→ **ЗАДАНИЕ**
Верните исходный документ целиком, слово в слово и без изменений.

→ **ИСХОДНЫЙ ДОКУМЕНТ**
◆ ◆ ◆

Протоиерей А. Рахновский

— Нет, Вы знаете, в общем-то, я могу с Вами согласиться, поскольку, как мне кажется, одна из причин этого — то, что на определенном этапе воцерковления человека, простите несколько, может быть, вольное выражение, произошла такая вот неверная инсталляция духовной жизни, христианской жизни. Да, вот что-то пошло криво в момент как бы самой установки. И эта кривизна — она часто заключается в том, что когда человек приходит и начинает воцерковляться, он не всегда прочитает и не всегда услышит о том, что таким «мясом» духовной жизни и ее сутью — ну, не единственной, да, но очень важной составляющей — является борьба со страстями, как это ни банально звучит. То есть человека ориентируют часто на другое: как правильно перекреститься, как правильно поклониться...

Т. Ларсен

— Ну вот на формальное — на то, о чем Володя говорил.

◆ ◆ ◆

Данные об указании областей
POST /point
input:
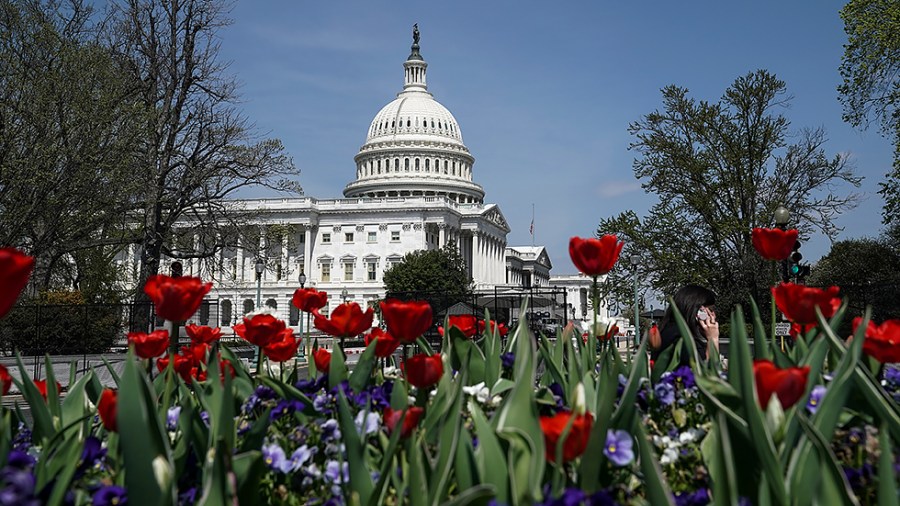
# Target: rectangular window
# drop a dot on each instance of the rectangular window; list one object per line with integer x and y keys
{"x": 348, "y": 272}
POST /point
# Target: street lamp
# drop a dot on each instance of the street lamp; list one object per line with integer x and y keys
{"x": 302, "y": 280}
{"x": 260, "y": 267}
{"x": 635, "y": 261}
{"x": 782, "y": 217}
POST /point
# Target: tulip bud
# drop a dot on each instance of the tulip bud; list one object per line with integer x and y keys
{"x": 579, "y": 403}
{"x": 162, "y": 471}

◆ ◆ ◆

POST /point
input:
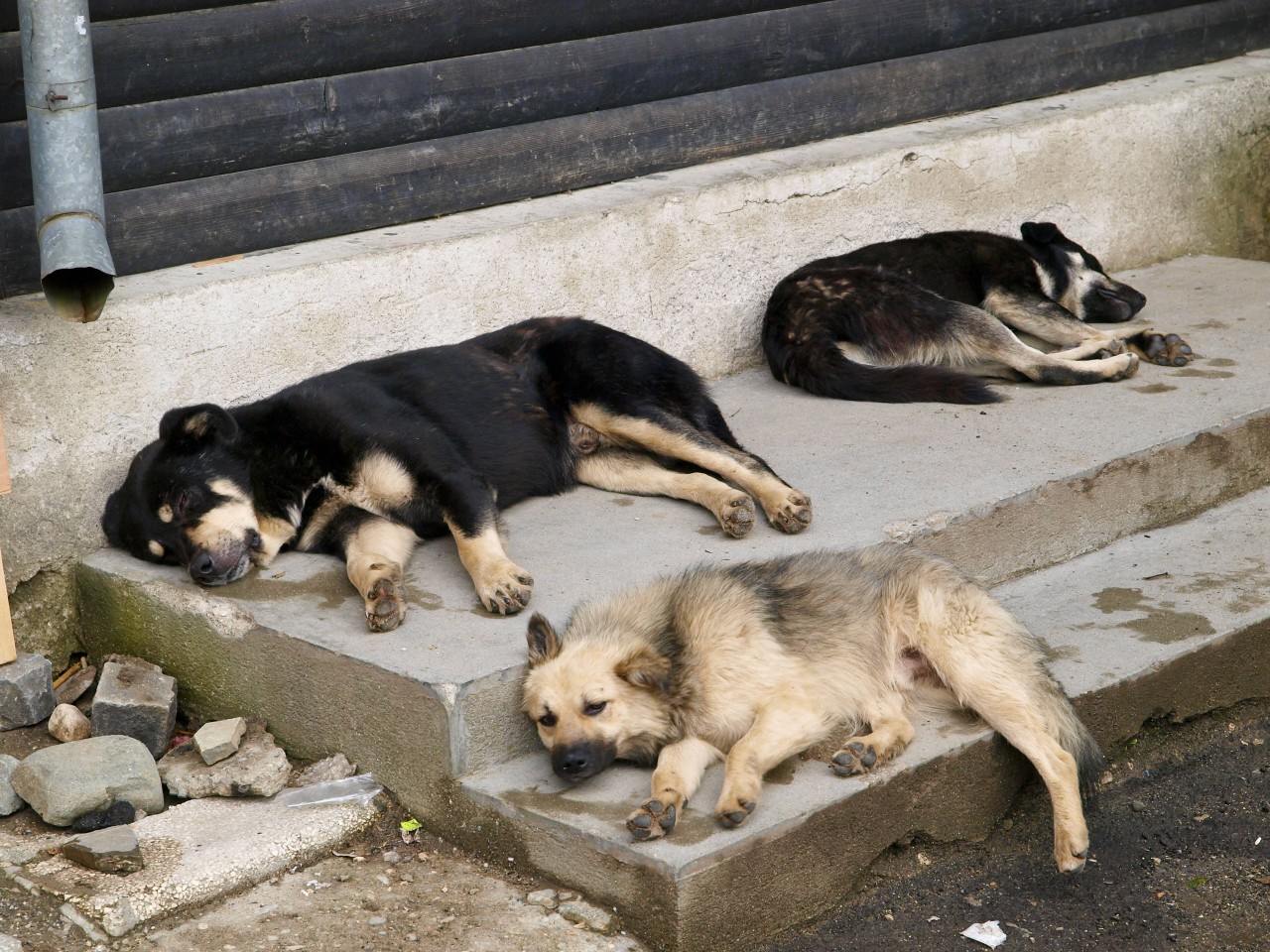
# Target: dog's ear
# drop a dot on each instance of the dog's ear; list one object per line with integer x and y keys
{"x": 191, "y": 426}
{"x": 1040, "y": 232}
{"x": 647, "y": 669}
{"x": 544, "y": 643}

◆ ◆ ◆

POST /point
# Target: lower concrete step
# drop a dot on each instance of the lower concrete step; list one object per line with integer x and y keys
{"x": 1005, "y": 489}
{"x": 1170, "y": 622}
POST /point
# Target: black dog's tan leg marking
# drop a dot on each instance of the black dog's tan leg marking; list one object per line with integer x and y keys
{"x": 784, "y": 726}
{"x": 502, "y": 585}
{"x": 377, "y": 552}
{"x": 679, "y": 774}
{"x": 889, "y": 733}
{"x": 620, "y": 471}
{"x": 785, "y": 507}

◆ ◆ ◆

→ **ОТВЕТ НА ЗАДАНИЕ**
Протоиерей А. Рахновский

— Нет, Вы знаете, в общем-то, я могу с Вами согласиться, поскольку, как мне кажется, одна из причин этого — то, что на определенном этапе воцерковления человека, простите несколько, может быть, вольное выражение, произошла такая вот неверная инсталляция духовной жизни, христианской жизни. Да, вот что-то пошло криво в момент как бы самой установки. И эта кривизна — она часто заключается в том, что когда человек приходит и начинает воцерковляться, он не всегда прочитает и не всегда услышит о том, что таким «мясом» духовной жизни и ее сутью — ну, не единственной, да, но очень важной составляющей — является борьба со страстями, как это ни банально звучит. То есть человека ориентируют часто на другое: как правильно перекреститься, как правильно поклониться...

Т. Ларсен

— Ну вот на формальное — на то, о чем Володя говорил.